### Written task
Return every line below as is, leaving out the pictures.

___ Input ___

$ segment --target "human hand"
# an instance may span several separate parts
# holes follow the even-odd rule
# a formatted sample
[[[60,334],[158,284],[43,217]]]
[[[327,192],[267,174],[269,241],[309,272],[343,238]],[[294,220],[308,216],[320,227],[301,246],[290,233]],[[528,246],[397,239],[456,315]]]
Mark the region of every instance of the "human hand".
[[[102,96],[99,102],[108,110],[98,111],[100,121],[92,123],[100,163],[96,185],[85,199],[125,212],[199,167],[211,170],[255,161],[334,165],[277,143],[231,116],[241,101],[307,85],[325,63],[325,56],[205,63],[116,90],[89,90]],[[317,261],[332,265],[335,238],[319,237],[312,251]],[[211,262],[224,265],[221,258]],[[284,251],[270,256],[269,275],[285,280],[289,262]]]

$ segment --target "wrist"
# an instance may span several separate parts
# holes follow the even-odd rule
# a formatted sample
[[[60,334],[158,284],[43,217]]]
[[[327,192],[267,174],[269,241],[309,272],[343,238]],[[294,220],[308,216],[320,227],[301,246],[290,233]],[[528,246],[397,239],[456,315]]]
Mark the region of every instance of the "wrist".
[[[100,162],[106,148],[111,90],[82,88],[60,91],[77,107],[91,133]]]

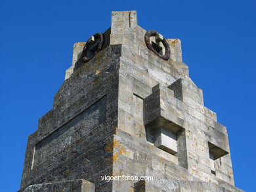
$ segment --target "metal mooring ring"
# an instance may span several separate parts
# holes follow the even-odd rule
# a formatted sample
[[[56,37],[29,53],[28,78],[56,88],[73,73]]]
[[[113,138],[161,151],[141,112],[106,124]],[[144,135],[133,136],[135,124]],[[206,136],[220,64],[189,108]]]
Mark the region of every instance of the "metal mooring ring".
[[[160,58],[162,58],[163,60],[167,60],[170,58],[171,51],[170,51],[170,47],[166,41],[166,39],[163,38],[163,39],[161,39],[161,42],[163,43],[165,48],[165,53],[164,55],[162,55],[160,54],[158,52],[157,52],[153,47],[152,45],[150,43],[150,38],[152,36],[156,36],[159,35],[160,33],[158,31],[150,30],[148,31],[144,36],[144,40],[146,43],[146,47],[151,51],[152,51],[154,54],[156,54],[158,56],[159,56]]]
[[[98,42],[95,41],[94,44],[92,44],[92,37],[93,37],[95,40],[98,39]],[[103,35],[101,33],[96,33],[94,34],[87,40],[85,47],[83,47],[82,52],[82,58],[85,63],[91,60],[95,54],[102,48],[103,40]],[[92,47],[93,47],[93,49],[91,50]],[[89,52],[90,52],[90,55]]]

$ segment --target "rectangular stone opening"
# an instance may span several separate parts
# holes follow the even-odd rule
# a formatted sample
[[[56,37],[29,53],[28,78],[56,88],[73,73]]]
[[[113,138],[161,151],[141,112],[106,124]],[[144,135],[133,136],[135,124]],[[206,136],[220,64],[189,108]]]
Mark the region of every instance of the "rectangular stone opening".
[[[176,157],[179,165],[188,168],[185,130],[181,126],[160,117],[145,126],[148,142]]]

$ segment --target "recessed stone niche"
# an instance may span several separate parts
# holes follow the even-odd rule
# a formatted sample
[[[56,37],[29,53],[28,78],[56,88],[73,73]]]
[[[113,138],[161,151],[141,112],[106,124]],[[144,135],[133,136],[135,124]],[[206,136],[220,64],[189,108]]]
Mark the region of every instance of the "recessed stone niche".
[[[177,157],[179,164],[188,167],[185,130],[160,117],[145,126],[146,140],[154,146]]]

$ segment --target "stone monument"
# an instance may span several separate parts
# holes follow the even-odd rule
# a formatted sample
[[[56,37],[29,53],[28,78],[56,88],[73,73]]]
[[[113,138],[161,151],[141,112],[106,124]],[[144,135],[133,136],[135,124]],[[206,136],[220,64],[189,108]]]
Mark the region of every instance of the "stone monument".
[[[53,109],[28,137],[19,191],[243,191],[181,41],[115,11],[110,28],[74,45]]]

___

### Solution below
$ segment --target "human hand"
# an instance may span several separate parts
# holes follow the even-odd rule
# a formatted sample
[[[60,334],[158,284],[43,217]]]
[[[327,192],[267,174],[269,241],[309,272],[343,238]],[[294,220],[308,216],[320,227],[301,246],[290,233]],[[528,246],[397,239],[456,315]]]
Mark the region of every instance of the "human hand".
[[[102,96],[99,102],[108,110],[98,111],[100,121],[92,123],[100,163],[96,185],[85,199],[125,212],[199,167],[211,170],[255,161],[334,165],[277,143],[231,116],[241,101],[307,85],[325,63],[325,56],[205,63],[116,90],[89,90]],[[317,261],[332,265],[335,238],[319,237],[312,251]],[[211,262],[224,265],[221,258]],[[284,251],[270,256],[269,275],[285,280],[289,262]]]

$ segment --target "wrist"
# an instance may span several separate parts
# holes follow the even-odd rule
# a formatted sample
[[[60,334],[158,284],[43,217]]]
[[[327,192],[267,174],[269,241],[309,272],[343,238]],[[294,220],[308,216],[320,227],[301,246],[290,233]],[[528,246],[397,239],[456,315]]]
Mark the region of every instance of the "wrist".
[[[100,162],[106,148],[111,90],[82,88],[60,91],[77,107],[91,133]]]

$ segment --target "metal mooring ring"
# an instance may span several separate parts
# holes follow the even-odd rule
# a formatted sample
[[[56,37],[29,53],[28,78],[56,88],[73,73]]]
[[[113,138],[161,151],[141,112],[106,124]],[[144,135],[133,136],[135,124]],[[206,136],[220,64],[189,108]]]
Mark the region of every instance of the "metal mooring ring".
[[[160,58],[162,58],[163,60],[167,60],[170,58],[171,51],[170,51],[170,47],[166,41],[166,39],[163,38],[163,39],[161,39],[161,42],[163,43],[165,48],[165,53],[164,55],[162,55],[160,54],[158,52],[157,52],[153,47],[152,45],[150,43],[150,38],[152,36],[156,36],[159,35],[160,33],[158,31],[150,30],[148,31],[144,36],[144,40],[146,43],[146,47],[151,51],[152,51],[154,54],[156,54],[158,56],[159,56]]]
[[[98,42],[95,41],[94,44],[92,44],[92,37],[93,37],[95,40],[98,39]],[[103,35],[101,33],[96,33],[94,34],[87,40],[85,47],[83,47],[82,52],[82,58],[85,63],[91,60],[95,54],[102,48],[103,40]],[[92,47],[93,47],[93,49],[91,50]],[[89,52],[90,52],[90,55]]]

$ segment --target "rectangular stone opening"
# an instance may span several separate parts
# holes follow the even-odd rule
# a formatted sample
[[[56,37],[29,53],[28,78],[56,88],[73,73]]]
[[[113,138],[161,151],[141,112],[106,124]],[[144,135],[133,136],[135,124]],[[206,136],[220,64],[189,108]]]
Mark the region of every instance of the "rectangular stone opening".
[[[176,157],[179,165],[188,168],[185,130],[181,126],[160,117],[145,126],[148,142]]]

$ segment --target "recessed stone niche"
# an instance may span several separate parts
# holes follow the even-odd rule
# a formatted sample
[[[56,37],[29,53],[28,78],[56,88],[73,73]]]
[[[113,138],[161,151],[141,112],[106,124]],[[144,135],[133,136],[135,124]],[[206,136],[220,64],[189,108]]]
Mark the region of every instance of the "recessed stone niche".
[[[177,157],[179,164],[188,167],[185,130],[160,117],[145,126],[146,140],[154,146]]]

$ segment --target "stone monument"
# an instance may span several separate parts
# holes follow the even-odd rule
# a formatted sample
[[[56,37],[29,53],[28,78],[56,88],[73,73]]]
[[[113,138],[161,151],[141,112],[106,124]],[[144,135],[133,136],[135,124]],[[206,136],[220,64],[189,108]]]
Mark the region of every instance of the "stone monument".
[[[53,109],[28,137],[19,191],[243,191],[181,41],[115,11],[110,28],[74,45]]]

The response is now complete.